● Erforderliche Arbeit:
Welchen Baustein bezeichnet der Textauszug zur Energiepolitik als unabdingbar?

Sodann sind gesetzliche Regelungen sowie finanzielle Anreizsignale erforderlich, um das Konsumentenverhalten im sich ändernden Umfeld umzusteuern. Beispiele wären die höhere Besteuerung von Treibstoff, Heizöl und Erdgas zur Verbilligung von Strom, oder die Subventionierung von Hauswärmedämmung oder der Verwendung von Wärmepumpen.
Alle politischen Steuerungen sollten langfristig angelegt sein, um der Industrie und den Verbrauchern Planungssicherheit zu geben.
Unabdingbarer Baustein ist jedoch die bereits genannte Preissignalsetzung für CO2. Dies wird zu einer Verteuerung fossiler Brennstoffe und zu einer Verbilligung von (Öko-)Strom führen.
Sodann ist es hilfreich, wenn die Öffentlichkeit, die Bürger und Wähler, informiert werden, damit sie die vorhandenen Zusammenhänge soweit verstehen, dass sie sich eine Meinung über die verschiedenen Varianten bilden können.

Die Studie ist keine Prognose, sondern eine Zusammenstellung technischer Abhängigkeiten.
Sie weist jedoch darauf hin, dass es innerhalb der Varianten Maßnahmen gibt, die "immer richtig" sind, wie z. B.

● Gegebenes Material:
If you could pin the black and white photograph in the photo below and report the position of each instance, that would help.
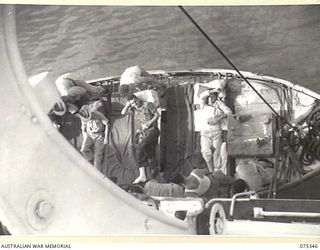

● Ausgabe:
Die Preissignalsetzung für CO2.